Required tasks:
[a] In the Thomasia rugosa text, reproduce word for word the part that opens with the words containing "Thomasia rugosa, commonly" and closes with "to mauve flowers.".
[b] Shorten the paragraph of the Thomasia rugosa text that begins "Thomasia rugosa, commonly known as wrinkled leaf thomasia," and keep its main facts.
[c] Extend the Thomasia rugosa article beyond its last sentence.

Given text:
[Start of section]

Thomasia rugosa, commonly known as wrinkled leaf thomasia, is a species of flowering plant in the family Malvaceae and is endemic to the south-west of Western Australia. It has wrinkled, lance-shaped to egg-shaped leaves with wavy edges, and pink to mauve flowers.

==Description==
Thomasia rugosa is a densely-branched shrub that typically grows to 0.6–1 m high and 1.5 m wide, its young branchlets densely covered with star-shaped hairs. The leaves are wrinkled, lance-shaped to egg-shaped base, 25–75 mm long and 30–35 mm wide, on a petiole up to 20 mm long with hairy, wing-like stipules 8–10 mm long at the base. The edges of the leaves are wavy, the lower surface densely woolly-hairy. The flowers are pink to mauve, about 12 mm wide, and arranged in racemes on a hairy peduncle, with hairy bracteoles at the base of the sepals. The sepals are 6–8 mm long but there are no petals. Flowering occurs from
August to December.

[End of section]

Data:
[Start of section]

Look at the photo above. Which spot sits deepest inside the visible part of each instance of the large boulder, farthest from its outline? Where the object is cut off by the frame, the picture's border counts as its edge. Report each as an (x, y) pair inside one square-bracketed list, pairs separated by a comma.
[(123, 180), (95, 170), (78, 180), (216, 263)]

[End of section]

Expected outputs:
[a]
Thomasia rugosa, commonly known as wrinkled leaf thomasia, is a species of flowering plant in the family Malvaceae and is endemic to the south-west of Western Australia. It has wrinkled, lance-shaped to egg-shaped leaves with wavy edges, and pink to mauve flowers.

[b] Thomasia rugosa (wrinkled leaf thomasia) is a flowering plant in the family Malvaceae, endemic to south-western Western Australia. It has wrinkled, lance- to egg-shaped, wavy-edged leaves and pink to mauve flowers.

[c]
==Taxonomy and naming==
Thomasia rugosa was first formally described in 1846 by Nikolai Turczaninow in the Bulletin de la Société Impériale des Naturalistes de Moscou, from specimens collected by James Drummond. The specific epithet (rugosa) means "wrinkled", referring to the leaves.

==Distribution and habitat==
Wrinkled leaf thomasia grows in heath and mallee shrubland between Lake Grace, Pithara and Donnybrook in the Avon Wheatbelt, Esperance Plains, Jarrah Forest and Mallee bioregions of south-western Western Australia.

==Conservation status==
Thomasia quercifolia is listed as "not threatened" by the Government of Western Australia Department of Biodiversity, Conservation and Attractions.